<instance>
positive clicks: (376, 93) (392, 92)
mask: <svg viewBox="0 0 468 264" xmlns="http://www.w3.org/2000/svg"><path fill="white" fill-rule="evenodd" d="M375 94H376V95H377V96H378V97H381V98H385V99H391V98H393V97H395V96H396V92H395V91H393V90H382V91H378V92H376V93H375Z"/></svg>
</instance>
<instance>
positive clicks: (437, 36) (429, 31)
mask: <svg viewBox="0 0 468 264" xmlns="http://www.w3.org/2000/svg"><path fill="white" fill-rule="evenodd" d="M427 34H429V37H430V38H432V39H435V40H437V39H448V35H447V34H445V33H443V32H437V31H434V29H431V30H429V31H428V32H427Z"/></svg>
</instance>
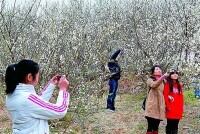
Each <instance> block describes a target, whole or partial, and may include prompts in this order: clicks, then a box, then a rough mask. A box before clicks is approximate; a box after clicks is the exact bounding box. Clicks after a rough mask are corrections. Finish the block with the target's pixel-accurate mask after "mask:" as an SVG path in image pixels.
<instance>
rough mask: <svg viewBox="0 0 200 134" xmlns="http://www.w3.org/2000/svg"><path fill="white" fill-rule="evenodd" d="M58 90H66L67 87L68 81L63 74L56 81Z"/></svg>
mask: <svg viewBox="0 0 200 134" xmlns="http://www.w3.org/2000/svg"><path fill="white" fill-rule="evenodd" d="M58 87H59V88H60V90H67V89H68V87H69V81H68V80H67V79H66V77H65V75H62V76H61V78H60V81H59V83H58Z"/></svg>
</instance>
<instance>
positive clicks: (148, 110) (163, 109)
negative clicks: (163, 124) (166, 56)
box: [145, 78, 165, 120]
mask: <svg viewBox="0 0 200 134" xmlns="http://www.w3.org/2000/svg"><path fill="white" fill-rule="evenodd" d="M147 86H148V88H147V89H148V90H149V87H151V90H150V91H149V93H148V96H147V100H146V108H145V116H147V117H151V118H155V119H160V120H163V119H164V118H165V100H164V95H163V89H164V84H163V80H162V79H161V78H159V79H158V80H157V81H153V79H151V78H149V79H148V80H147Z"/></svg>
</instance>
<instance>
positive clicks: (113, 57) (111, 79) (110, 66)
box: [107, 49, 121, 111]
mask: <svg viewBox="0 0 200 134" xmlns="http://www.w3.org/2000/svg"><path fill="white" fill-rule="evenodd" d="M120 52H121V50H120V49H118V50H116V51H115V52H114V53H113V54H112V55H111V58H110V61H109V62H108V69H109V72H110V78H109V81H108V85H109V87H110V88H109V95H108V98H107V109H110V110H113V111H114V110H115V98H116V95H117V88H118V80H119V79H120V73H121V69H120V66H119V64H118V59H117V58H118V55H119V53H120Z"/></svg>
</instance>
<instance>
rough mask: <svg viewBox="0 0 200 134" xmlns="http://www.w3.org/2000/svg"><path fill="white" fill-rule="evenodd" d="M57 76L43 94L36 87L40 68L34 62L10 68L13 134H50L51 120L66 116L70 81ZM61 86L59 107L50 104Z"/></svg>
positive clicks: (10, 65)
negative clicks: (36, 88) (37, 91)
mask: <svg viewBox="0 0 200 134" xmlns="http://www.w3.org/2000/svg"><path fill="white" fill-rule="evenodd" d="M57 76H58V75H55V76H54V77H53V78H52V79H51V80H50V81H49V83H48V84H47V85H46V86H45V88H44V89H43V90H42V92H40V93H39V95H37V94H36V91H35V89H34V87H35V86H36V85H37V84H38V81H39V65H38V64H37V63H36V62H34V61H32V60H26V59H24V60H21V61H20V62H19V63H17V64H11V65H9V66H8V67H7V69H6V76H5V82H6V94H7V96H6V107H7V110H8V112H9V114H10V116H11V118H12V122H13V126H12V133H13V134H48V133H49V126H48V120H50V119H59V118H62V117H64V116H65V114H66V112H67V109H68V104H69V93H68V92H67V88H68V86H69V82H68V81H67V79H66V78H65V76H64V75H63V76H62V77H61V78H60V80H58V79H57V78H58V77H57ZM56 85H57V86H58V87H59V89H60V90H59V94H58V98H57V102H56V104H52V103H50V102H49V99H50V97H51V96H52V93H53V90H54V88H55V86H56Z"/></svg>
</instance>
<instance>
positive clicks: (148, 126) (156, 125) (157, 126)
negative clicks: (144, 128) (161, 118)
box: [145, 117, 161, 132]
mask: <svg viewBox="0 0 200 134" xmlns="http://www.w3.org/2000/svg"><path fill="white" fill-rule="evenodd" d="M145 118H146V119H147V123H148V128H147V132H152V131H158V126H159V124H160V121H161V120H159V119H154V118H151V117H145Z"/></svg>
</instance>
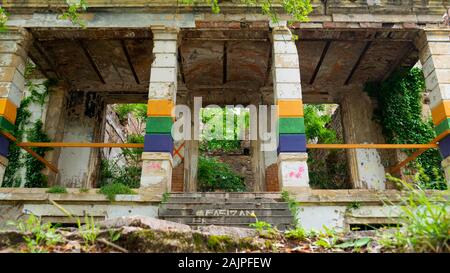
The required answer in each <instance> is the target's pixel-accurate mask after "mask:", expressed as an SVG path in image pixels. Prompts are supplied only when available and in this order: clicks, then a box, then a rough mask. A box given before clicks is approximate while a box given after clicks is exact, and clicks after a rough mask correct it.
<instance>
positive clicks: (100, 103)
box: [0, 0, 450, 228]
mask: <svg viewBox="0 0 450 273" xmlns="http://www.w3.org/2000/svg"><path fill="white" fill-rule="evenodd" d="M43 2H45V3H43ZM275 2H276V1H275ZM445 2H446V1H438V0H435V1H433V0H430V1H421V0H420V1H419V0H414V1H387V0H379V1H369V0H357V1H351V0H333V1H316V0H314V1H311V3H312V5H313V8H314V10H313V12H312V13H311V14H310V15H309V21H308V22H302V23H294V24H292V25H290V24H287V20H288V19H289V18H288V16H284V15H280V20H279V22H277V23H273V22H270V20H269V19H268V18H267V16H265V15H262V14H261V10H260V8H259V7H247V6H242V5H237V4H235V3H234V1H221V13H220V14H213V13H212V12H211V9H210V7H209V6H207V5H196V6H194V7H192V6H191V7H189V6H177V1H171V0H165V1H157V0H156V1H142V0H136V1H125V0H115V1H104V0H89V1H88V6H89V8H88V10H87V11H86V12H83V13H82V14H81V15H80V16H81V17H80V18H81V19H82V20H83V21H84V22H85V25H86V27H85V28H81V27H79V26H77V25H74V24H73V23H72V22H70V21H69V20H62V19H61V18H60V15H59V11H60V10H62V9H65V8H67V4H66V3H65V1H63V0H52V1H38V0H28V1H14V0H11V1H10V0H3V1H2V3H1V4H2V7H3V8H5V9H6V10H7V11H8V12H9V13H10V15H9V18H8V21H7V23H6V25H7V31H4V32H0V95H1V99H0V115H1V129H2V130H6V129H8V128H13V127H14V123H15V120H16V115H17V108H18V107H19V105H20V102H21V100H22V98H23V97H24V95H23V94H24V93H25V92H26V90H25V89H26V88H25V79H24V74H25V72H26V71H25V70H26V69H25V68H26V63H27V60H28V59H30V60H31V61H32V62H33V63H34V64H36V66H37V68H38V71H37V72H36V73H34V75H33V77H34V80H36V81H37V80H45V79H50V78H51V79H56V80H57V83H56V85H53V86H52V87H51V88H50V89H51V90H50V93H49V98H48V100H47V101H46V103H45V104H44V105H43V106H42V107H44V108H45V111H38V114H39V115H40V116H39V118H41V119H42V120H43V127H44V130H45V132H46V133H47V134H48V135H49V137H50V139H51V141H52V142H57V143H100V142H103V141H104V139H105V138H104V134H105V126H106V124H107V122H106V120H105V119H106V112H107V111H106V109H107V105H109V104H114V103H148V113H147V115H148V119H147V126H146V134H145V143H144V153H143V155H142V164H143V169H142V175H141V181H140V189H139V190H138V194H137V195H118V196H117V197H116V201H115V202H113V203H111V202H109V201H108V200H107V199H105V197H104V196H103V195H101V194H98V193H97V192H96V190H95V189H92V188H93V187H94V186H95V185H96V180H97V179H98V176H99V171H98V170H99V164H100V162H99V158H100V157H99V153H100V148H99V147H94V146H89V145H88V147H80V145H78V146H77V145H75V144H74V145H73V146H74V147H68V146H67V145H66V146H64V145H59V146H58V145H53V150H51V151H48V152H47V153H46V155H45V160H46V161H48V162H49V163H50V164H51V165H52V166H53V169H52V168H47V169H46V170H45V171H44V174H45V175H46V176H47V177H48V183H49V185H61V186H64V187H67V188H68V191H69V193H67V194H59V195H57V194H56V195H55V194H49V193H46V189H37V188H31V189H29V188H1V189H0V211H1V212H2V213H0V220H1V222H3V221H4V220H6V219H9V218H14V217H16V216H17V215H20V214H21V213H23V212H32V213H34V214H36V215H39V216H42V217H44V218H45V219H48V220H52V221H61V222H64V221H69V220H67V219H65V217H64V215H63V213H61V212H60V211H58V210H57V209H55V208H54V207H53V206H52V205H51V204H50V203H49V202H48V200H49V198H51V199H52V200H55V201H57V202H60V203H61V204H63V205H64V206H65V207H66V208H67V209H69V210H71V211H73V213H74V214H75V215H84V214H89V215H93V216H94V217H97V218H105V217H114V216H121V215H130V214H132V215H137V214H141V215H149V216H157V215H158V208H159V207H158V205H159V203H160V202H161V200H162V196H163V194H164V193H165V192H170V191H171V190H172V189H173V188H175V187H176V189H177V191H183V192H184V193H178V194H176V193H172V194H171V198H172V199H174V200H176V199H177V198H179V200H178V202H187V203H189V204H190V205H189V204H187V205H186V206H185V207H184V208H185V209H186V208H187V209H188V210H184V211H181V212H179V211H177V210H178V209H179V210H183V208H179V207H176V206H175V205H174V206H172V207H170V206H167V207H165V208H164V209H160V211H159V213H160V214H161V211H164V213H166V214H165V215H162V217H165V218H167V219H169V218H171V217H172V218H176V219H178V220H180V219H181V220H180V221H185V222H187V223H191V222H189V221H194V222H195V223H198V224H205V223H210V222H208V221H210V220H211V221H213V222H212V223H214V219H215V218H218V219H219V220H217V221H219V222H220V221H225V222H228V223H229V224H233V223H235V224H239V223H241V224H242V223H246V222H245V221H241V220H239V219H240V218H239V217H240V216H239V215H230V214H229V213H230V212H229V211H227V210H226V209H224V208H226V207H223V206H221V205H220V206H219V207H217V206H216V207H214V206H213V203H214V200H215V201H216V202H219V201H220V200H229V201H230V200H231V201H232V202H239V200H241V201H242V200H244V201H245V202H243V203H244V204H249V203H252V204H254V206H253V205H252V206H253V207H252V206H249V207H248V208H251V209H252V210H254V211H255V212H256V214H258V213H261V215H263V214H264V213H268V214H265V217H269V218H270V216H273V217H274V219H275V218H276V217H279V219H283V220H280V221H281V222H283V221H285V220H284V219H285V218H287V216H286V215H285V214H284V216H283V215H277V214H276V210H275V207H276V206H275V205H273V204H272V203H271V202H272V201H271V200H279V199H280V191H282V190H288V191H290V192H291V193H293V194H294V196H295V198H296V200H297V201H298V202H300V204H301V210H300V212H299V217H300V220H301V222H302V223H303V225H304V226H306V227H321V226H322V225H323V224H325V225H329V226H334V227H337V228H348V227H349V226H351V225H352V224H364V223H385V222H388V221H391V220H390V219H391V218H389V217H388V216H389V215H388V214H390V213H392V212H387V211H386V210H385V208H382V207H381V206H380V205H381V202H380V199H379V194H380V192H382V194H383V195H384V196H387V197H388V198H391V200H392V201H393V202H395V200H396V196H397V191H396V190H388V189H386V178H385V173H386V172H387V171H388V168H389V167H392V166H393V165H395V164H396V163H398V162H397V161H398V160H397V161H396V159H395V156H394V157H393V156H392V153H391V152H390V150H384V149H361V148H357V149H348V151H347V159H348V162H349V170H350V183H351V185H352V189H349V190H311V189H310V187H309V184H308V165H307V147H306V139H305V128H304V120H303V114H304V113H303V104H304V103H335V104H339V106H340V111H341V113H340V114H341V116H342V126H343V136H344V139H345V142H346V143H349V144H364V143H367V144H370V143H375V144H383V143H386V142H385V138H384V136H383V134H382V131H381V128H380V125H379V124H377V123H376V122H375V121H373V117H372V115H373V108H374V107H375V106H376V102H375V101H373V99H372V98H370V97H369V96H368V95H367V93H365V92H363V88H364V84H365V83H366V82H369V81H382V80H383V79H386V78H387V77H388V76H389V75H390V74H391V73H392V72H393V71H395V70H396V69H398V68H399V67H412V66H414V65H415V64H416V63H417V62H419V61H420V63H421V64H422V66H423V71H424V74H425V77H426V88H427V90H428V91H429V92H430V95H429V99H430V105H431V109H432V118H433V122H434V124H435V126H436V130H437V135H439V136H440V139H439V149H440V151H441V153H442V155H443V162H442V166H443V167H444V169H445V170H446V171H448V169H449V168H450V159H449V158H450V157H449V156H450V137H448V136H447V134H448V133H449V130H450V123H449V122H448V120H449V119H448V118H449V117H450V27H449V24H448V9H449V7H448V6H445ZM281 11H282V10H281V9H280V12H281ZM446 14H447V17H446V16H445V15H446ZM295 37H298V39H295ZM195 97H201V98H202V105H203V106H206V105H209V104H215V105H219V106H225V105H238V104H240V105H244V106H246V105H249V104H253V105H277V106H278V112H277V118H278V120H279V127H278V128H279V130H278V134H279V142H278V144H279V145H278V150H273V151H262V150H261V146H263V145H265V143H264V140H261V139H258V140H251V143H250V150H251V151H250V154H251V156H252V164H251V165H252V168H253V169H252V171H253V173H254V179H255V182H254V191H253V192H249V193H235V194H233V193H208V194H202V193H197V192H196V190H197V186H196V175H197V163H198V162H197V160H198V158H197V157H198V141H197V140H195V139H194V140H185V141H183V140H181V141H174V140H173V139H172V137H171V134H170V130H171V127H172V124H173V123H174V120H175V116H174V113H173V112H172V109H173V107H174V106H175V105H187V106H188V108H190V109H192V110H191V113H192V114H193V113H194V108H195V103H194V98H195ZM35 112H36V111H34V112H33V113H35ZM197 118H198V117H197ZM191 129H192V130H191V133H192V134H194V132H195V131H196V130H197V129H198V128H196V127H195V123H194V122H192V128H191ZM10 140H11V139H8V138H7V137H6V136H2V137H0V154H1V156H0V162H1V165H0V175H1V176H3V173H4V170H5V168H6V166H7V165H8V149H9V146H10V145H11V144H10ZM122 142H123V141H122ZM173 170H176V171H173ZM448 175H450V174H448ZM447 180H448V181H450V177H447ZM175 181H176V183H175ZM79 188H88V189H91V190H89V191H88V192H81V191H79ZM199 200H200V201H203V202H204V203H205V204H207V203H208V202H210V203H211V204H212V205H211V207H208V206H206V205H205V206H204V207H202V209H201V210H198V211H201V213H198V211H196V209H197V207H195V206H194V205H192V204H194V203H195V202H197V201H199ZM231 201H230V202H231ZM219 203H220V202H219ZM266 203H267V204H268V205H267V207H264V206H265V204H266ZM352 203H358V204H361V207H359V208H358V209H354V210H352V211H348V210H347V208H348V205H349V204H352ZM258 204H260V205H261V204H262V205H261V206H259V207H258ZM172 205H173V204H172ZM241 205H242V204H241ZM255 206H256V207H255ZM218 208H220V209H221V210H220V211H219V212H217V209H218ZM283 208H284V207H283ZM189 209H190V210H191V211H189ZM264 209H273V210H272V211H271V212H267V211H266V210H264ZM284 209H285V208H284ZM208 211H209V212H208ZM171 213H172V214H171ZM177 213H180V214H177ZM190 213H194V214H190ZM195 213H197V214H195ZM217 213H218V214H217ZM195 215H197V216H199V215H200V216H201V217H200V216H199V217H195ZM175 216H176V217H175ZM394 216H395V213H394ZM227 217H228V218H227ZM283 217H284V218H283ZM247 218H248V216H247ZM269 218H268V219H269ZM205 219H206V220H205ZM224 219H225V220H224ZM236 219H237V220H236ZM234 221H236V222H234ZM194 222H192V223H194ZM216 223H218V222H216ZM283 223H284V222H283Z"/></svg>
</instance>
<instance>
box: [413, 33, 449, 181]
mask: <svg viewBox="0 0 450 273" xmlns="http://www.w3.org/2000/svg"><path fill="white" fill-rule="evenodd" d="M416 47H417V48H418V49H419V56H420V62H421V63H422V68H423V74H424V76H425V85H426V89H427V91H428V92H430V95H429V98H430V108H431V115H432V119H433V124H434V126H435V129H434V130H435V132H436V135H438V136H444V137H443V138H442V139H441V140H440V141H439V150H440V152H441V155H442V158H443V161H442V168H443V169H444V172H445V177H446V180H447V185H450V136H449V135H448V130H450V28H447V29H440V30H425V31H423V32H422V33H420V34H419V37H418V39H417V40H416Z"/></svg>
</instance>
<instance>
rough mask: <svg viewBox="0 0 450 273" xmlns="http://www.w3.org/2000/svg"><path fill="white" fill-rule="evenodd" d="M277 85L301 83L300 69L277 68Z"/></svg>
mask: <svg viewBox="0 0 450 273" xmlns="http://www.w3.org/2000/svg"><path fill="white" fill-rule="evenodd" d="M274 72H275V75H274V76H275V78H274V82H276V83H299V82H300V70H299V69H298V68H275V69H274Z"/></svg>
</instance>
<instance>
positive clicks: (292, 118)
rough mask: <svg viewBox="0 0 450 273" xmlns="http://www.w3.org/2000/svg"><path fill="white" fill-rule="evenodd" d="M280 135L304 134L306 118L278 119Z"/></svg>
mask: <svg viewBox="0 0 450 273" xmlns="http://www.w3.org/2000/svg"><path fill="white" fill-rule="evenodd" d="M278 133H279V134H304V133H305V120H304V118H280V119H278Z"/></svg>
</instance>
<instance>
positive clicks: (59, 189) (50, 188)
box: [46, 186, 67, 193]
mask: <svg viewBox="0 0 450 273" xmlns="http://www.w3.org/2000/svg"><path fill="white" fill-rule="evenodd" d="M46 192H47V193H67V189H66V188H65V187H63V186H53V187H51V188H48V190H47V191H46Z"/></svg>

= = = = =

Instructions for the task |
Filter the listing above, keeping only the lines with "before".

Response box |
Each <instance> block describes a target, whole or partial, and may include prompts in this order: clicks, then a box, then a rough mask. A box before clicks is approximate; a box after clicks is the exact bounding box. Clicks after a rough mask are corrections. Finish the block with the target's pixel-accurate mask after "mask:" as an SVG path in image pixels.
The required answer in each <instance> is the target's pixel-accurate mask after "mask:", expressed as an SVG path in image pixels. Prompts are supplied only when available and in this order: clicks, then a box, then a rough mask. A box given before clicks is approximate while a box given after clicks is exact, and clicks after a rough mask correct it.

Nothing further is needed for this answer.